───── Reading passage ─────

The COVID-19 pandemic has created an unprecedented and urgent demand for data and statistics. Whether to inform decisions on how to contain the virus or mitigate the lasting economic and social impact on people's lives, especially among the most vulnerable in society, timely and disaggregated statistics have proven to be critical in the COVID-19 response.
Timely and disaggregated data on cases has been an indispensable tool in understanding the underlying drivers of the disease and identifying who is most at risk, and to try to contain and manage the pandemic. Data on the socio-economic impact has been essential to develop support programmes and plan the recovery. At the same time, the crisis has posed many challenges to the ability of National Statistical Offices to run key statistical programmes and produce and disseminate the data needed by policy and decision makers. Many National Statistical Offices have stepped up and risen to the occasion, providing the much-needed data and collaborating effectively with other parts of the governments and other stakeholders.
Sixty-two per cent of NSOs around the world have launched new data collection efforts to monitor the impact of COVID-19 and over 50 per cent have set up platforms to serve public data needs during the pandemic. Existing data tools have been repurposed to fulfill the immediate needs, including phone and web surveys, better use of administrative data and integration of data from social media, phone call records and crowdsourcing. This has involved collaborations between statistics offices and other parts of government, such as ministries of health, and also partnerships outside of government between statistics offices, the private sector and academia.
The global data and statistical community, in particular key partners including the United Nations Statistics Division, have launched a number of initiatives to offer support and access to tools and information as National Statistical Offices were navigating through the crisis.

─────

| Exercise objective |
Please carry on the passage about national statistics offices during COVID-19, continuing it from its final sentence.

───── Provided material ─────

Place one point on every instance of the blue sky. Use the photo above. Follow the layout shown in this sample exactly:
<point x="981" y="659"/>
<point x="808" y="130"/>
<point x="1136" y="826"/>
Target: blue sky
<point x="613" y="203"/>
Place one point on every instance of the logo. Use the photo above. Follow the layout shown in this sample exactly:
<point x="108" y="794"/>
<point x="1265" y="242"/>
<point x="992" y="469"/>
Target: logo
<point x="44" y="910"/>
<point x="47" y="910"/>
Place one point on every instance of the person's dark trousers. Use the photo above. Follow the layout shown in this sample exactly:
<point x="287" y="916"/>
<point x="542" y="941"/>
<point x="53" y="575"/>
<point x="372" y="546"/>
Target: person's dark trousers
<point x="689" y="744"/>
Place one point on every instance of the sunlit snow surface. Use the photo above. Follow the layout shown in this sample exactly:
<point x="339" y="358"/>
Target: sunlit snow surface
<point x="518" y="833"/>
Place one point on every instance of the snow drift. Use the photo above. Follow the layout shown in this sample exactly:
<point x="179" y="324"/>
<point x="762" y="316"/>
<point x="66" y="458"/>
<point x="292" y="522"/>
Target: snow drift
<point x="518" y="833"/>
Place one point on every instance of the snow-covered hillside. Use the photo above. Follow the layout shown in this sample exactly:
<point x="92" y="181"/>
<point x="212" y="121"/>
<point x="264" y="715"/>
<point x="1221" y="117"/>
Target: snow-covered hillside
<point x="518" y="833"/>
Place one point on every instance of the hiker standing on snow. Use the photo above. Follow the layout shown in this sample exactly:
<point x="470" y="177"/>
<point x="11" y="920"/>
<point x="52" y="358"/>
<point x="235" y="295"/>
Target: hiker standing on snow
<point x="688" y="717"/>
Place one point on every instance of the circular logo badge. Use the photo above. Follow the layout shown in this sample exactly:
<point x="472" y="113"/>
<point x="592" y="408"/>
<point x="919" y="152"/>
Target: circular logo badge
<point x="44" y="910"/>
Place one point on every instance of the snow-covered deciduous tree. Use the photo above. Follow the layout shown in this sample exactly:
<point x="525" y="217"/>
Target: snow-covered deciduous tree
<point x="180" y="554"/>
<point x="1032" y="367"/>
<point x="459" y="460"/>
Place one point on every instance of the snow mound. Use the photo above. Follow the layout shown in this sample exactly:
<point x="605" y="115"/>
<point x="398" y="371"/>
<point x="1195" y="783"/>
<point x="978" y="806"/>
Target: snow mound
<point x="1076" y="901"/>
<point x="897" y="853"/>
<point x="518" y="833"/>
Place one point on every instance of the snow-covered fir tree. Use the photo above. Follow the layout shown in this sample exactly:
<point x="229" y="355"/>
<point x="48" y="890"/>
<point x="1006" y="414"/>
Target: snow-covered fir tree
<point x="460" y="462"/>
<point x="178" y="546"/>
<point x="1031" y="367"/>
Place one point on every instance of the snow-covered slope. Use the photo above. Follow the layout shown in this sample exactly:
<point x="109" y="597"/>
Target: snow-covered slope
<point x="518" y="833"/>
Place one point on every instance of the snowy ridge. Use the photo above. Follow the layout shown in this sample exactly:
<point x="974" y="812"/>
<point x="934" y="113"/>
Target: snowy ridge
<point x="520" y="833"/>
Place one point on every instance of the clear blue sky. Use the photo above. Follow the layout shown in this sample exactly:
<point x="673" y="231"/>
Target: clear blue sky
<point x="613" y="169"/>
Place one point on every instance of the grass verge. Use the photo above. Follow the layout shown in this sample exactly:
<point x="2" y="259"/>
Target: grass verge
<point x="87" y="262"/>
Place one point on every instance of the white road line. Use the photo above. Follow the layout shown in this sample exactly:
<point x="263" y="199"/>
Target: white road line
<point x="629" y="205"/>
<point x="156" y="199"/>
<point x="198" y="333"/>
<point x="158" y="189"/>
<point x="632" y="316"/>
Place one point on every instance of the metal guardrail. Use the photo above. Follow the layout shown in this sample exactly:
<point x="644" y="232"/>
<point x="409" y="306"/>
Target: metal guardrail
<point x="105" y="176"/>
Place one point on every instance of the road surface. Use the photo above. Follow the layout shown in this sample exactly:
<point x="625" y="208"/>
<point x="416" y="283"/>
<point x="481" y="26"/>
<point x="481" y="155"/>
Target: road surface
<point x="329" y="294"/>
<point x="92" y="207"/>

─────

| Reply |
This event provides the opportunity to look at the challenge caused by the increased data demands amidst serious disruptions of statistical operations caused by the pandemic; review the responses in countries; and discuss what type of support has been effective in supporting countries over the last year. It will also offer the space to discuss how the statistical and data community can build on the experiences of responsiveness and timeliness that have characterized the work of many NSOs, to move towards strong data systems that can produce timely, quality data to serve the public good, and that are agile and resilient in time of crises and disasters.
New data demands and use of data in the COVID-19 response
How the global statistical system has responded to countries' demand for guidance
Mr Stefan Schweinfest,
Director, UN Statistics Division
Country presentations: Experiences and emerging best practices in addressing new users' needs and data gaps
- Sir Ian Diamond, National Statistician of the United Kingdom
- Prof. Samuel Annim, Government Statistician of Ghana
- Ms. Sandra Quijad, Director of the National Institute of Statistics of Chile
- How the global statistical system has responded to countries' demand for guidance
Building resilient data and statistical systems: what have we learned from the response to the current crisis?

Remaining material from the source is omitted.